- YOUR ASSIGNMENT: Copy every line of the data that contains the string "cyclist".

[RECORDS SUPPLIED]

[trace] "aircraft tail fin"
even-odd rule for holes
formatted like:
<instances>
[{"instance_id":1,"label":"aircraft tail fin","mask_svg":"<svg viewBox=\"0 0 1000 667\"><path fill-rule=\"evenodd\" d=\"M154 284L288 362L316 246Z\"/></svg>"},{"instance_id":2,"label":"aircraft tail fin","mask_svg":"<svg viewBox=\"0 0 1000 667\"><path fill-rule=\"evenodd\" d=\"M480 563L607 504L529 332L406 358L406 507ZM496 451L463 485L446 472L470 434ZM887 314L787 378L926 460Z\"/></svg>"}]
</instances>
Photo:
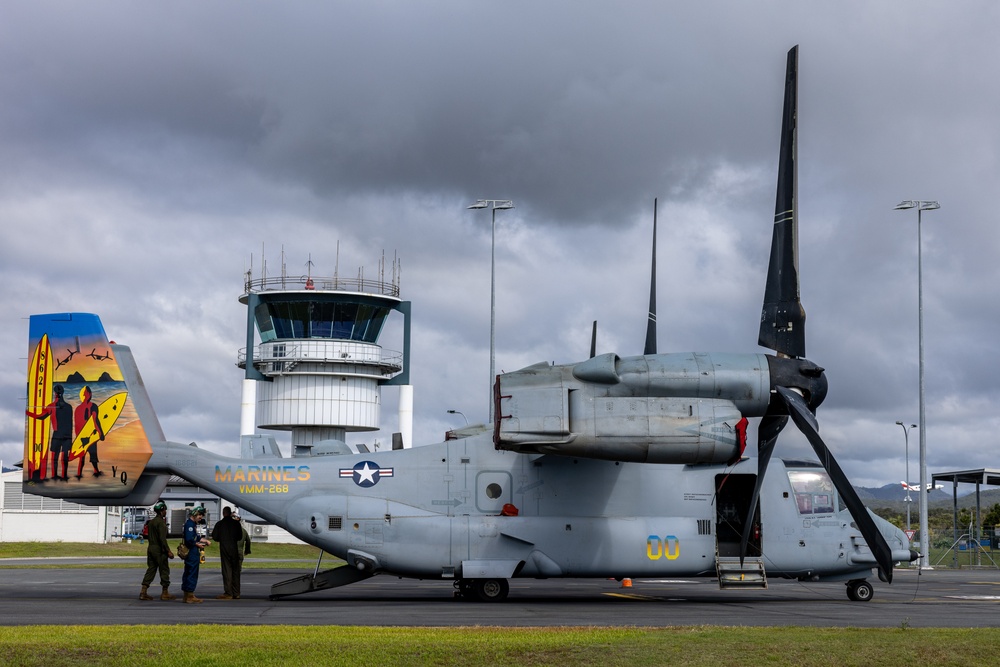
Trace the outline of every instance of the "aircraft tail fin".
<instances>
[{"instance_id":1,"label":"aircraft tail fin","mask_svg":"<svg viewBox=\"0 0 1000 667\"><path fill-rule=\"evenodd\" d=\"M25 493L83 505L151 505L169 475L146 473L163 430L128 347L97 315L32 315ZM91 353L61 354L75 347Z\"/></svg>"}]
</instances>

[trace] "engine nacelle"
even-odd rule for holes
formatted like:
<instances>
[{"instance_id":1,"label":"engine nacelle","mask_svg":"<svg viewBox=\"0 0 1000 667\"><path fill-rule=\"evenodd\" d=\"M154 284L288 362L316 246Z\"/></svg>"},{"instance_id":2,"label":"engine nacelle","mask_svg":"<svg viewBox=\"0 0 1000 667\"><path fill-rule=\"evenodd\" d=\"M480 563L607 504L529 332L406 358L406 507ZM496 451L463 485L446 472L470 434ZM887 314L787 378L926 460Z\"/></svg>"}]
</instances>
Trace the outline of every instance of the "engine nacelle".
<instances>
[{"instance_id":1,"label":"engine nacelle","mask_svg":"<svg viewBox=\"0 0 1000 667\"><path fill-rule=\"evenodd\" d=\"M659 354L536 364L497 378L498 449L642 463L725 463L770 394L764 355Z\"/></svg>"}]
</instances>

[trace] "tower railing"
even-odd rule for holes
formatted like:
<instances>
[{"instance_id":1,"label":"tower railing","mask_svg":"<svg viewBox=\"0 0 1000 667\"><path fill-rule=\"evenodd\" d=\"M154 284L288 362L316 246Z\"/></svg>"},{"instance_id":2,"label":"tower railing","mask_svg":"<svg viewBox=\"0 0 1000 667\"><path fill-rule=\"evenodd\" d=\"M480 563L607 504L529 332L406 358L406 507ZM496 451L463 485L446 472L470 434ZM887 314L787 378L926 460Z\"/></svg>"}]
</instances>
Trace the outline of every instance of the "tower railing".
<instances>
[{"instance_id":1,"label":"tower railing","mask_svg":"<svg viewBox=\"0 0 1000 667\"><path fill-rule=\"evenodd\" d=\"M247 278L243 283L244 292L274 292L285 290L322 290L331 292L361 292L399 297L399 285L371 278L340 278L323 276L269 276Z\"/></svg>"},{"instance_id":2,"label":"tower railing","mask_svg":"<svg viewBox=\"0 0 1000 667\"><path fill-rule=\"evenodd\" d=\"M318 342L318 341L316 341ZM403 353L386 350L370 343L354 343L350 341L327 341L335 345L319 345L322 350L317 354L314 346L299 341L288 345L281 354L275 354L273 343L257 345L253 349L254 367L264 375L281 375L301 373L304 375L376 375L391 377L403 369ZM308 370L296 370L300 364L307 363ZM247 349L241 348L237 353L236 365L246 368ZM343 366L351 364L371 368L374 372L345 373L342 368L336 370L320 370L316 364L336 364Z\"/></svg>"}]
</instances>

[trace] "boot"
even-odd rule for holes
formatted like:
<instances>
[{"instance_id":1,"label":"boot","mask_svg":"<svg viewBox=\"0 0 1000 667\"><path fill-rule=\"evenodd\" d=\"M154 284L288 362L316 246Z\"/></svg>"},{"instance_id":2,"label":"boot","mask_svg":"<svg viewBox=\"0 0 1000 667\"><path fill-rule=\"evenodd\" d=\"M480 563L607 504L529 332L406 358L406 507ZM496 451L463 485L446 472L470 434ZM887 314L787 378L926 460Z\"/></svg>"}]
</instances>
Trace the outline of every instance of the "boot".
<instances>
[{"instance_id":1,"label":"boot","mask_svg":"<svg viewBox=\"0 0 1000 667\"><path fill-rule=\"evenodd\" d=\"M139 593L140 600L152 600L153 598L147 592L149 591L149 586L143 586L142 591Z\"/></svg>"},{"instance_id":2,"label":"boot","mask_svg":"<svg viewBox=\"0 0 1000 667\"><path fill-rule=\"evenodd\" d=\"M201 602L201 598L196 598L194 596L194 593L188 593L187 591L184 591L184 603L185 604L199 604L200 602Z\"/></svg>"},{"instance_id":3,"label":"boot","mask_svg":"<svg viewBox=\"0 0 1000 667\"><path fill-rule=\"evenodd\" d=\"M176 595L171 595L170 591L168 591L167 588L168 588L167 586L163 587L163 592L160 593L160 599L161 600L176 600L177 596Z\"/></svg>"}]
</instances>

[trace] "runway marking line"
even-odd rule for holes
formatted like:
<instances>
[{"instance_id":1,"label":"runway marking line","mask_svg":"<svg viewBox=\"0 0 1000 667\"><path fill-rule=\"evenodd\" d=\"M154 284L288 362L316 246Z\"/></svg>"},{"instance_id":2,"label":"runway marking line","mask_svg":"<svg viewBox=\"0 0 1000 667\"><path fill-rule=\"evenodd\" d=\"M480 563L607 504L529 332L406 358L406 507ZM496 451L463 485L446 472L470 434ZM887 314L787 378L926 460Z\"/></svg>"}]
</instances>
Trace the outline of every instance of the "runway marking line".
<instances>
[{"instance_id":1,"label":"runway marking line","mask_svg":"<svg viewBox=\"0 0 1000 667\"><path fill-rule=\"evenodd\" d=\"M1000 595L946 595L952 600L977 600L980 602L998 602Z\"/></svg>"},{"instance_id":2,"label":"runway marking line","mask_svg":"<svg viewBox=\"0 0 1000 667\"><path fill-rule=\"evenodd\" d=\"M624 598L626 600L659 600L660 598L653 597L651 595L636 595L635 593L605 593L605 595L613 598Z\"/></svg>"}]
</instances>

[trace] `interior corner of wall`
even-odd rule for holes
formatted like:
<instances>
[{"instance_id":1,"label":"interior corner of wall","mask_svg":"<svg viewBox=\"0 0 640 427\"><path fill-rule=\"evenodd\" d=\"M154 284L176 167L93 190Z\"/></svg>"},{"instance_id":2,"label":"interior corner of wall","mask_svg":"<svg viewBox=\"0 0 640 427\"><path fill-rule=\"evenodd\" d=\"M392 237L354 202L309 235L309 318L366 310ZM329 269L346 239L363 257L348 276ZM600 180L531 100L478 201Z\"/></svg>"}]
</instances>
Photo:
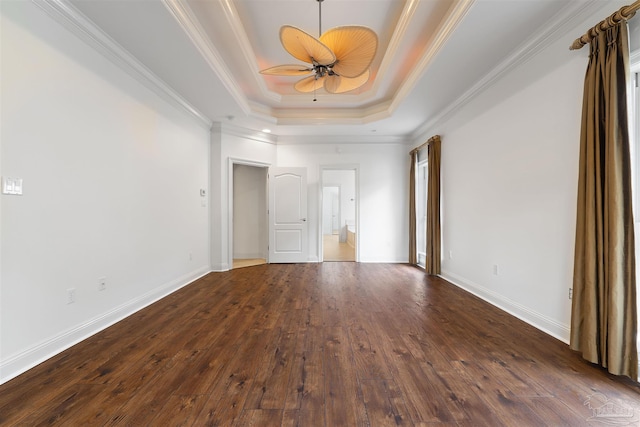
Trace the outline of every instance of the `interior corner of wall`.
<instances>
[{"instance_id":1,"label":"interior corner of wall","mask_svg":"<svg viewBox=\"0 0 640 427\"><path fill-rule=\"evenodd\" d=\"M552 319L542 313L538 313L529 307L506 298L482 285L474 283L473 281L460 277L454 273L443 270L440 277L459 288L471 292L473 295L528 323L542 332L569 344L570 328L568 325L562 324L555 319Z\"/></svg>"}]
</instances>

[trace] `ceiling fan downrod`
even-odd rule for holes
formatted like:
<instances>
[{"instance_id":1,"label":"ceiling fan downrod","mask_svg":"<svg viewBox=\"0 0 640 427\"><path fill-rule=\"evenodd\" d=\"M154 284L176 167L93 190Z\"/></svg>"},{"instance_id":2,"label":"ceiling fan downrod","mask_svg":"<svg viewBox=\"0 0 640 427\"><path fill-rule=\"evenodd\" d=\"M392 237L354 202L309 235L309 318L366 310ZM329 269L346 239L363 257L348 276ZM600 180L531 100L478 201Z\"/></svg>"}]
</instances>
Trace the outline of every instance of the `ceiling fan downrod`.
<instances>
[{"instance_id":1,"label":"ceiling fan downrod","mask_svg":"<svg viewBox=\"0 0 640 427\"><path fill-rule=\"evenodd\" d=\"M322 35L322 2L324 0L316 0L318 2L318 37Z\"/></svg>"}]
</instances>

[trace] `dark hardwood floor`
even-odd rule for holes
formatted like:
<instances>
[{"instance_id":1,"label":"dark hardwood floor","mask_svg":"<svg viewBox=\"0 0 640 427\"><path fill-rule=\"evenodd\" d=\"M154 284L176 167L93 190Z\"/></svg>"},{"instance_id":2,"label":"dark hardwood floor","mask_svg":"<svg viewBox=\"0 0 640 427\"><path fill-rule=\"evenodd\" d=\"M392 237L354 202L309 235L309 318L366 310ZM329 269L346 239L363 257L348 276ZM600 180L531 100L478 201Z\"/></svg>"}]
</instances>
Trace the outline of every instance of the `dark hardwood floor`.
<instances>
[{"instance_id":1,"label":"dark hardwood floor","mask_svg":"<svg viewBox=\"0 0 640 427\"><path fill-rule=\"evenodd\" d=\"M632 381L444 280L390 264L213 273L0 386L2 425L639 419Z\"/></svg>"}]
</instances>

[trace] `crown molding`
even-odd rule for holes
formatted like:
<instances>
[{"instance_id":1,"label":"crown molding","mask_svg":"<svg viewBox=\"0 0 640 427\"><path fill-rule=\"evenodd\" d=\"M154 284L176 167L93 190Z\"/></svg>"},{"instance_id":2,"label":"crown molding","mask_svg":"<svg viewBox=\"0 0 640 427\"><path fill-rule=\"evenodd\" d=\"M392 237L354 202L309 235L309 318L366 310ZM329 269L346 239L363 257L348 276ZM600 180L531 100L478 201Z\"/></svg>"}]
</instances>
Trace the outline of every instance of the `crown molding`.
<instances>
[{"instance_id":1,"label":"crown molding","mask_svg":"<svg viewBox=\"0 0 640 427\"><path fill-rule=\"evenodd\" d=\"M474 1L475 0L460 0L449 9L446 19L441 21L438 29L435 31L434 39L428 43L428 47L420 58L417 66L411 70L411 74L407 76L400 89L394 94L393 101L389 106L389 114L392 114L396 108L398 108L400 103L415 87L418 79L422 76L438 52L440 52L447 40L449 40L449 37L453 34L462 19L464 19L467 12L469 12Z\"/></svg>"},{"instance_id":2,"label":"crown molding","mask_svg":"<svg viewBox=\"0 0 640 427\"><path fill-rule=\"evenodd\" d=\"M162 3L178 22L196 49L198 49L204 60L209 64L209 67L216 73L242 111L245 114L249 114L251 108L249 107L247 98L233 78L233 74L224 63L220 52L218 52L209 40L206 31L200 25L191 8L181 0L162 0Z\"/></svg>"},{"instance_id":3,"label":"crown molding","mask_svg":"<svg viewBox=\"0 0 640 427\"><path fill-rule=\"evenodd\" d=\"M244 30L244 25L240 20L240 15L238 14L238 10L234 5L233 0L221 0L221 6L236 40L240 43L240 50L242 51L242 55L244 56L247 66L252 70L259 70L260 65L258 64L258 61L256 61L256 54L251 47L251 42ZM258 73L253 74L253 76L254 82L258 85L260 92L265 98L270 99L273 102L280 102L282 100L282 95L270 91L264 79L261 78Z\"/></svg>"},{"instance_id":4,"label":"crown molding","mask_svg":"<svg viewBox=\"0 0 640 427\"><path fill-rule=\"evenodd\" d=\"M208 117L198 111L69 2L66 0L32 0L32 3L160 98L178 110L186 112L201 126L207 129L211 127L211 120Z\"/></svg>"},{"instance_id":5,"label":"crown molding","mask_svg":"<svg viewBox=\"0 0 640 427\"><path fill-rule=\"evenodd\" d=\"M389 67L393 63L393 59L396 56L396 52L404 38L404 35L409 28L409 24L414 19L416 10L418 9L419 0L407 0L404 5L404 9L402 10L402 14L400 15L400 19L398 20L398 24L393 31L393 35L391 36L391 40L389 40L389 45L387 46L387 50L382 57L382 61L380 62L380 67L378 67L376 80L373 84L373 88L371 92L377 92L380 88L380 84L382 82L382 76L384 76Z\"/></svg>"},{"instance_id":6,"label":"crown molding","mask_svg":"<svg viewBox=\"0 0 640 427\"><path fill-rule=\"evenodd\" d=\"M250 139L252 141L265 142L267 144L276 144L277 136L269 133L254 131L251 129L234 126L229 123L213 122L211 132L220 132L224 135L237 136L239 138Z\"/></svg>"},{"instance_id":7,"label":"crown molding","mask_svg":"<svg viewBox=\"0 0 640 427\"><path fill-rule=\"evenodd\" d=\"M273 110L279 125L318 125L331 121L332 124L366 124L390 117L390 101L374 104L363 109L327 108L325 110L304 110L283 108Z\"/></svg>"},{"instance_id":8,"label":"crown molding","mask_svg":"<svg viewBox=\"0 0 640 427\"><path fill-rule=\"evenodd\" d=\"M595 11L602 7L599 0L588 0L585 3L570 3L565 6L554 18L547 24L546 31L539 32L522 43L515 51L513 51L506 59L504 59L497 67L493 68L475 85L467 90L462 96L449 104L432 119L426 121L418 127L411 135L413 143L425 139L427 135L433 133L433 128L442 124L446 119L451 117L456 111L460 110L472 99L479 96L482 92L489 89L500 80L506 73L524 64L546 47L550 46L557 40L557 35L566 32L567 28L574 28L576 24L591 16Z\"/></svg>"},{"instance_id":9,"label":"crown molding","mask_svg":"<svg viewBox=\"0 0 640 427\"><path fill-rule=\"evenodd\" d=\"M399 144L406 145L407 138L398 135L281 135L278 145L327 145L327 144Z\"/></svg>"}]
</instances>

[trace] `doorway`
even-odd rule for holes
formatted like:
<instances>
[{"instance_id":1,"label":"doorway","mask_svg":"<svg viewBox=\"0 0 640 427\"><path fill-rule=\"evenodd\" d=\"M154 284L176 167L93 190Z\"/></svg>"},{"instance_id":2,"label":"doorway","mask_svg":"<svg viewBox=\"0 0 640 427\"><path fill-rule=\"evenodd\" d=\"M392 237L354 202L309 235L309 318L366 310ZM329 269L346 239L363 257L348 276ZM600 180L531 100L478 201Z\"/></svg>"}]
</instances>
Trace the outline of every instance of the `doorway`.
<instances>
[{"instance_id":1,"label":"doorway","mask_svg":"<svg viewBox=\"0 0 640 427\"><path fill-rule=\"evenodd\" d=\"M265 264L268 168L232 163L232 169L232 268Z\"/></svg>"},{"instance_id":2,"label":"doorway","mask_svg":"<svg viewBox=\"0 0 640 427\"><path fill-rule=\"evenodd\" d=\"M322 261L357 261L357 168L321 169Z\"/></svg>"}]
</instances>

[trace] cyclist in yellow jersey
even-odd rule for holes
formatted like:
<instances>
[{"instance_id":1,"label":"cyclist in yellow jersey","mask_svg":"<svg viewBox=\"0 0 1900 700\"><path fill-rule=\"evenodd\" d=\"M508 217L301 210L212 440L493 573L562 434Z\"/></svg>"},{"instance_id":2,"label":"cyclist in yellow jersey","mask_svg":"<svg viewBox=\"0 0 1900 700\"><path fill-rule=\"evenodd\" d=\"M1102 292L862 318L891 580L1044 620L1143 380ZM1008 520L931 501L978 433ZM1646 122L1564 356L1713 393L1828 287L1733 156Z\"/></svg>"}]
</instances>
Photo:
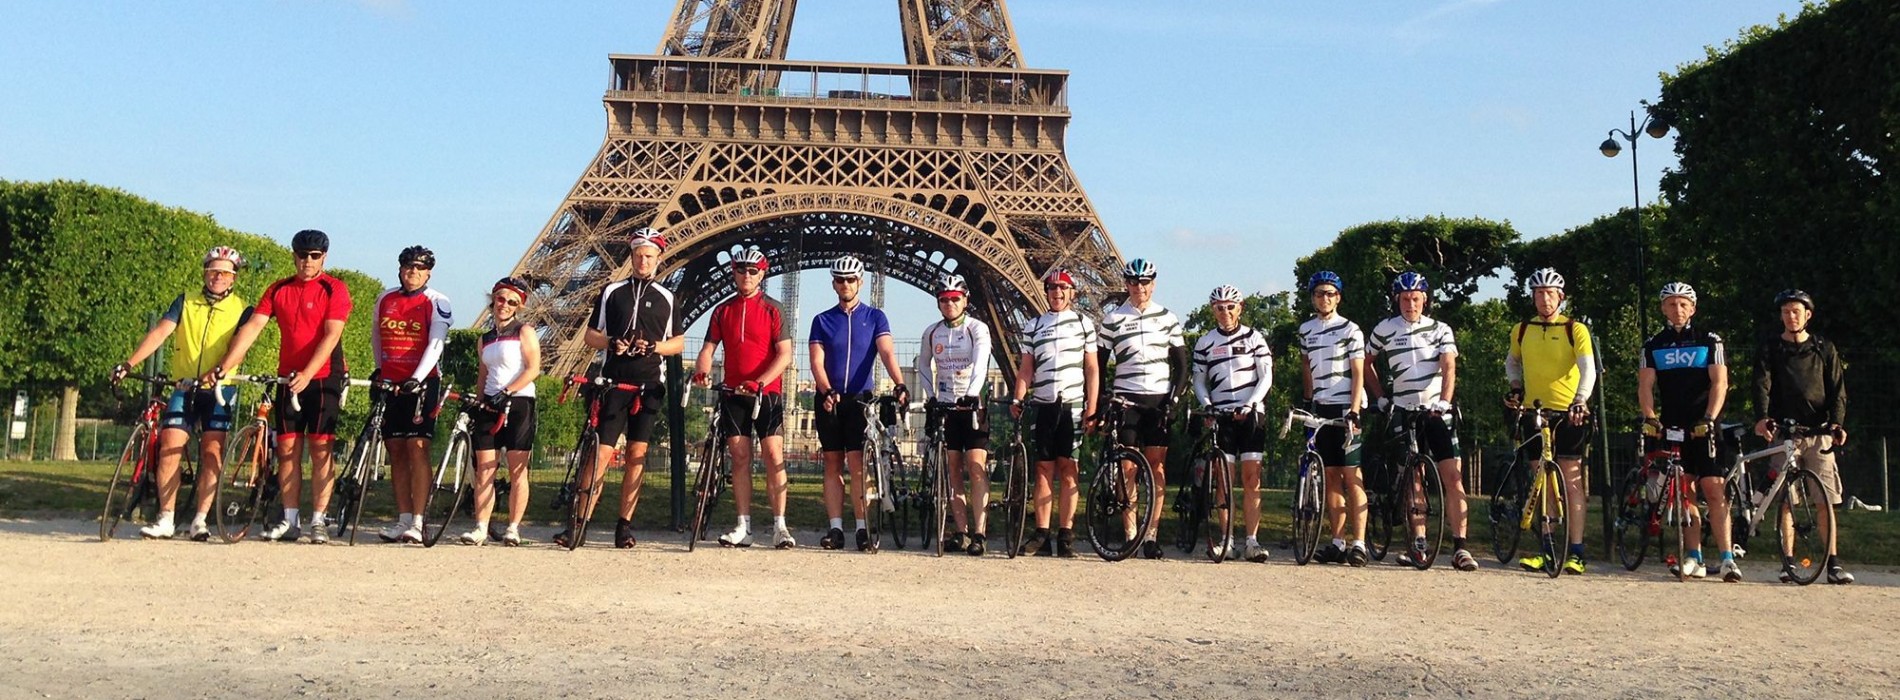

[/RECORDS SUPPLIED]

- ANSWER BOX:
[trace] cyclist in yellow jersey
[{"instance_id":1,"label":"cyclist in yellow jersey","mask_svg":"<svg viewBox=\"0 0 1900 700\"><path fill-rule=\"evenodd\" d=\"M508 217L301 210L212 440L493 573L562 434Z\"/></svg>"},{"instance_id":2,"label":"cyclist in yellow jersey","mask_svg":"<svg viewBox=\"0 0 1900 700\"><path fill-rule=\"evenodd\" d=\"M1102 292L862 318L891 580L1044 620L1143 380ZM1008 520L931 501L978 433ZM1646 122L1564 356L1713 393L1828 287L1733 156Z\"/></svg>"}]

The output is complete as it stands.